### [Assigned task]
Copy each line in the data that includes the word "pixel".

(Records from a collection)
*** Block opens ***

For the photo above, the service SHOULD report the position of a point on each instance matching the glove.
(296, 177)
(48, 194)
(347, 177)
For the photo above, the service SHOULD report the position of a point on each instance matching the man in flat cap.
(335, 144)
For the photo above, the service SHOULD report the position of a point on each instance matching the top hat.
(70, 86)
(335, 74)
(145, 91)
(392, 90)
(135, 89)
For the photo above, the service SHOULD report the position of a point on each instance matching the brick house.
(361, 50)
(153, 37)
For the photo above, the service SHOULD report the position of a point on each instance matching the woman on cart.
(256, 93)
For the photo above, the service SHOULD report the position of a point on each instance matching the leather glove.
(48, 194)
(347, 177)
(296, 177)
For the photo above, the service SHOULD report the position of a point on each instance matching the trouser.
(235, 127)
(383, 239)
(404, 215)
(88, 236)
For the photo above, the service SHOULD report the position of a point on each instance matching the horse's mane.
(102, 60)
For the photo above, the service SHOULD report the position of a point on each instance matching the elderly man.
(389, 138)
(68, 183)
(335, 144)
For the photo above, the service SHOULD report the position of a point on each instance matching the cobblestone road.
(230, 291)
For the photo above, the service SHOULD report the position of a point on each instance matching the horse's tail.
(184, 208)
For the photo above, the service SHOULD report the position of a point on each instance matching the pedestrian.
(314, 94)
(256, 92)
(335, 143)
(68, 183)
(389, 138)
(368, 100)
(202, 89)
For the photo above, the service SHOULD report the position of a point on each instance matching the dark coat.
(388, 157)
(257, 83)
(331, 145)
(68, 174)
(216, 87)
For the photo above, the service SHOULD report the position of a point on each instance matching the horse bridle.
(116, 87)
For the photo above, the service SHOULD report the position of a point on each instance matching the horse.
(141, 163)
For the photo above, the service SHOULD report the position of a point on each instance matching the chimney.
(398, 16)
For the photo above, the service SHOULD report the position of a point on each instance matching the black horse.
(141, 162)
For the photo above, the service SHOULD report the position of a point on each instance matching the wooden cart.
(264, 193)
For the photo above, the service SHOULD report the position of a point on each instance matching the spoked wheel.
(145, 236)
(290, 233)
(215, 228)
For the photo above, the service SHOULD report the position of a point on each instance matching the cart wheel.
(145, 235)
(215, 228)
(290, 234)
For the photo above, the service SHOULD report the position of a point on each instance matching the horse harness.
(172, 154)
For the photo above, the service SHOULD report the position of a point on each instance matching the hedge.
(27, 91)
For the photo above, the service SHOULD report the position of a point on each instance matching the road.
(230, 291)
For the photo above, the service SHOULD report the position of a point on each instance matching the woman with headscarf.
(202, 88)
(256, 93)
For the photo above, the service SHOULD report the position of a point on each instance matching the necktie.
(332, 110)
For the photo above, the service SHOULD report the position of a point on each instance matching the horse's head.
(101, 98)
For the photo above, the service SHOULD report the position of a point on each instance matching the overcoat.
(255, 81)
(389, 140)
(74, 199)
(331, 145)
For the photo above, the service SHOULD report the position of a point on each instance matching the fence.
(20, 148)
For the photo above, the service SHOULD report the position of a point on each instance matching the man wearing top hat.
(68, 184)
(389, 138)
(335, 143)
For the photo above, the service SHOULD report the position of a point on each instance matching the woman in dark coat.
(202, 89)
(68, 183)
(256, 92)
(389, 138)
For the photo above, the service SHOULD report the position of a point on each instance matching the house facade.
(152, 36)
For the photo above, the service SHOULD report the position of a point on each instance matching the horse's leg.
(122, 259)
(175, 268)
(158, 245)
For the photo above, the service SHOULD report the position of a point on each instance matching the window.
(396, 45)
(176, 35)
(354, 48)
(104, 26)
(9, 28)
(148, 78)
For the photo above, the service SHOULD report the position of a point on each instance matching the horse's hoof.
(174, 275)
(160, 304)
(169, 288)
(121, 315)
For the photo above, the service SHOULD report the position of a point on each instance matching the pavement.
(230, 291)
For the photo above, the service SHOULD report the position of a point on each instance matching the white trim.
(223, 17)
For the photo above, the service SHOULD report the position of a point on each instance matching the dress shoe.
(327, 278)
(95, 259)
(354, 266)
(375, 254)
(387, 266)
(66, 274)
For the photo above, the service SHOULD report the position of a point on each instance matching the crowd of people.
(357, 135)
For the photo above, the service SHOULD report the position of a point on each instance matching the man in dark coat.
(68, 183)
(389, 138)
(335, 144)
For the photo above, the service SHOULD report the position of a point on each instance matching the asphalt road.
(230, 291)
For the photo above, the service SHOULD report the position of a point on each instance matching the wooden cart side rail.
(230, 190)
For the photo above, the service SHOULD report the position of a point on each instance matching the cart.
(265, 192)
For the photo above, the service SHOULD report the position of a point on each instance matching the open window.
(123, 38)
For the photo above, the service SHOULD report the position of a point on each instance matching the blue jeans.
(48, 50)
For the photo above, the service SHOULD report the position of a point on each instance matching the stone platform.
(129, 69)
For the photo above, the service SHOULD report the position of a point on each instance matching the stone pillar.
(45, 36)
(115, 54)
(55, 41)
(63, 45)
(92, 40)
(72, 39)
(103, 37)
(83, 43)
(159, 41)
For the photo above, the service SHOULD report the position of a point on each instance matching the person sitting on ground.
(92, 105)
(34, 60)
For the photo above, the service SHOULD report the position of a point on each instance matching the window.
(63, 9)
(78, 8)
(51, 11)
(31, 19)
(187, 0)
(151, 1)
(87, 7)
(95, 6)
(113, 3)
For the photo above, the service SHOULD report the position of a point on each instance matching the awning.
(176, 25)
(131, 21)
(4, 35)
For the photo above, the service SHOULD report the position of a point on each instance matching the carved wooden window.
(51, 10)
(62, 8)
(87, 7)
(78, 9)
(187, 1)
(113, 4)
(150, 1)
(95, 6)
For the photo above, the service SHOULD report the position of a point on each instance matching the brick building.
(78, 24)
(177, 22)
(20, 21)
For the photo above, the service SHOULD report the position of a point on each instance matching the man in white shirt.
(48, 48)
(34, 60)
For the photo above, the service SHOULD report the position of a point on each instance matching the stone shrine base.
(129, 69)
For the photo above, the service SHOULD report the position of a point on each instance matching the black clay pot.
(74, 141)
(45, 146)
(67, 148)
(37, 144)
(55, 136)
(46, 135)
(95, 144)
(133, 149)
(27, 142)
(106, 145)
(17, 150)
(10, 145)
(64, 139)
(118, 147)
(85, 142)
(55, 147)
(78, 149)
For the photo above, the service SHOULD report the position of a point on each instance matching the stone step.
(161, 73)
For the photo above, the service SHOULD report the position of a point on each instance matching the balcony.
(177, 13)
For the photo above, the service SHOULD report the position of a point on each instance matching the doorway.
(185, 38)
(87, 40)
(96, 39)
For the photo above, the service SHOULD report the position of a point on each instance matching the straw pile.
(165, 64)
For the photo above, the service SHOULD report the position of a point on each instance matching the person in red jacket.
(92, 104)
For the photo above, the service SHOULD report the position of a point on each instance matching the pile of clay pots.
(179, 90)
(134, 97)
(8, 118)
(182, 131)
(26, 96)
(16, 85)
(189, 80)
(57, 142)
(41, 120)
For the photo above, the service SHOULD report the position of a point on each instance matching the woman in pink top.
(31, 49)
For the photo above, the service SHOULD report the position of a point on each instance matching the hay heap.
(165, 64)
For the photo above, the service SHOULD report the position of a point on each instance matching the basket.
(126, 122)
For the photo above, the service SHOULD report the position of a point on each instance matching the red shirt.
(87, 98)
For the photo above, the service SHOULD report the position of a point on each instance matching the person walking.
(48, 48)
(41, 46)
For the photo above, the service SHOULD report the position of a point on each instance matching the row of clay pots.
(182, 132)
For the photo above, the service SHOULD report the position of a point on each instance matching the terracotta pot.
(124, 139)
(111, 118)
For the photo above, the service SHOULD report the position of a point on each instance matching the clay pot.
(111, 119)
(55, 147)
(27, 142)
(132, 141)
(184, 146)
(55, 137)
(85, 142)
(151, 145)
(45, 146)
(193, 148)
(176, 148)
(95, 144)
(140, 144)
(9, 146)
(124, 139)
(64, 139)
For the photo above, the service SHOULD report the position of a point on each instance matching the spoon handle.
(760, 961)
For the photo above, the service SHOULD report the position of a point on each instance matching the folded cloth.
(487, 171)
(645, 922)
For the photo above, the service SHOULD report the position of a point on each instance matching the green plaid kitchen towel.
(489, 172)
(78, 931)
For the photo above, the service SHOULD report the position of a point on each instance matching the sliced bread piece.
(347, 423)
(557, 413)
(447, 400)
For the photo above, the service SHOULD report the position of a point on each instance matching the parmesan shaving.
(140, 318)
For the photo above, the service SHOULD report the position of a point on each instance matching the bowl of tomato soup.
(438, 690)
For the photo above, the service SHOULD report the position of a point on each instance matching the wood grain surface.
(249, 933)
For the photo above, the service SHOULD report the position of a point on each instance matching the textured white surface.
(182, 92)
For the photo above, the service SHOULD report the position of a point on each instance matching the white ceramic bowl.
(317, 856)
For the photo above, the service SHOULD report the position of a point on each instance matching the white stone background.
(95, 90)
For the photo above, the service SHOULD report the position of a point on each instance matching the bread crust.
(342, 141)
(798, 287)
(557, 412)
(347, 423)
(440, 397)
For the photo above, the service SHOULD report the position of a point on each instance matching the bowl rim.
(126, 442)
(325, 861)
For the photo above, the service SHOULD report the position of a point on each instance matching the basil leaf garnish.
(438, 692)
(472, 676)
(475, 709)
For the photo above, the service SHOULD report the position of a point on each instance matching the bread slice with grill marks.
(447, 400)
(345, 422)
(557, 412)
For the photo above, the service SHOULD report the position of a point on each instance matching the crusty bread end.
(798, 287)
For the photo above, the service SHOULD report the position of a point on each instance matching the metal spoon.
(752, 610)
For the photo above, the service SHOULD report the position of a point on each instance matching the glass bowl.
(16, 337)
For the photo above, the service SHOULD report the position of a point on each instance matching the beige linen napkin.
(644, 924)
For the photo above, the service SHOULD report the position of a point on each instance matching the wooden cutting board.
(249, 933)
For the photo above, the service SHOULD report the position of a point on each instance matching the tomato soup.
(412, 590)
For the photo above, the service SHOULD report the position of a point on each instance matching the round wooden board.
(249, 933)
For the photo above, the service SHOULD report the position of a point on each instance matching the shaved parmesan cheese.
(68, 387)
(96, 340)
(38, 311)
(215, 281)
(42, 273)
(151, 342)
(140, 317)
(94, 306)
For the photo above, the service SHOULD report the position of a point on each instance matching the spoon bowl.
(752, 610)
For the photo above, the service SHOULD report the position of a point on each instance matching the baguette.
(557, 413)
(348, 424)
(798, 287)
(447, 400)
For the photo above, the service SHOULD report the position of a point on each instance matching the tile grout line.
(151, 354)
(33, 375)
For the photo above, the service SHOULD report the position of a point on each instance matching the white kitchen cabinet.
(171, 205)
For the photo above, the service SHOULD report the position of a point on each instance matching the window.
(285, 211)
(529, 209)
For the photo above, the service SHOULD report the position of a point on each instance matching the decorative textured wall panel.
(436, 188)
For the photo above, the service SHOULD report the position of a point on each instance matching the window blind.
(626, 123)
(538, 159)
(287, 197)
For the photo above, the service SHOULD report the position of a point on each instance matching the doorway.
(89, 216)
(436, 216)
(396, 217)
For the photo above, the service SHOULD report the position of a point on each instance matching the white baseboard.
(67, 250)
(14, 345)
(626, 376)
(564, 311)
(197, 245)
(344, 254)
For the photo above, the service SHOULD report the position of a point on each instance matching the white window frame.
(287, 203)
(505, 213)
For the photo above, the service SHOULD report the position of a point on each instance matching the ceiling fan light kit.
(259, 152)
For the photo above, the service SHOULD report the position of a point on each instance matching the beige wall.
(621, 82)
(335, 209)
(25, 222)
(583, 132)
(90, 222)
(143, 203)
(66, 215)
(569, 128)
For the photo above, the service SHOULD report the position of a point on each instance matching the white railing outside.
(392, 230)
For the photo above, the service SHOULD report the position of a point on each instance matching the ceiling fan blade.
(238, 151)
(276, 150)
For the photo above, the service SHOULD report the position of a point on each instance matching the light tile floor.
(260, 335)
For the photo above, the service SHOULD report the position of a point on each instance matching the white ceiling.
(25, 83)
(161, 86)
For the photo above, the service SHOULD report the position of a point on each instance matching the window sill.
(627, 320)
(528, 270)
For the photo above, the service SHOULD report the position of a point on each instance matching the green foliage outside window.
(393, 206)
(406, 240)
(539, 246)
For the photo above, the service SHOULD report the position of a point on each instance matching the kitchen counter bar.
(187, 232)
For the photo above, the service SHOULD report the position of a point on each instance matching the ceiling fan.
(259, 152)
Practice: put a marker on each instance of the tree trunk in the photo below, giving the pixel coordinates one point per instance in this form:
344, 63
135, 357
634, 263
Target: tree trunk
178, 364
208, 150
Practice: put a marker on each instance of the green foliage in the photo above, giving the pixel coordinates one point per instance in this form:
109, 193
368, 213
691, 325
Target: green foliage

*** Block closes ***

### [Reply to the task]
Practice: put a marker on each instance of the tree trunk in the photo below, giving the pixel coordinates one point per instance in this form:
Practice: put a marker on each instance of the green foliage in the photo above, giving the pixel coordinates one point per instance in this form:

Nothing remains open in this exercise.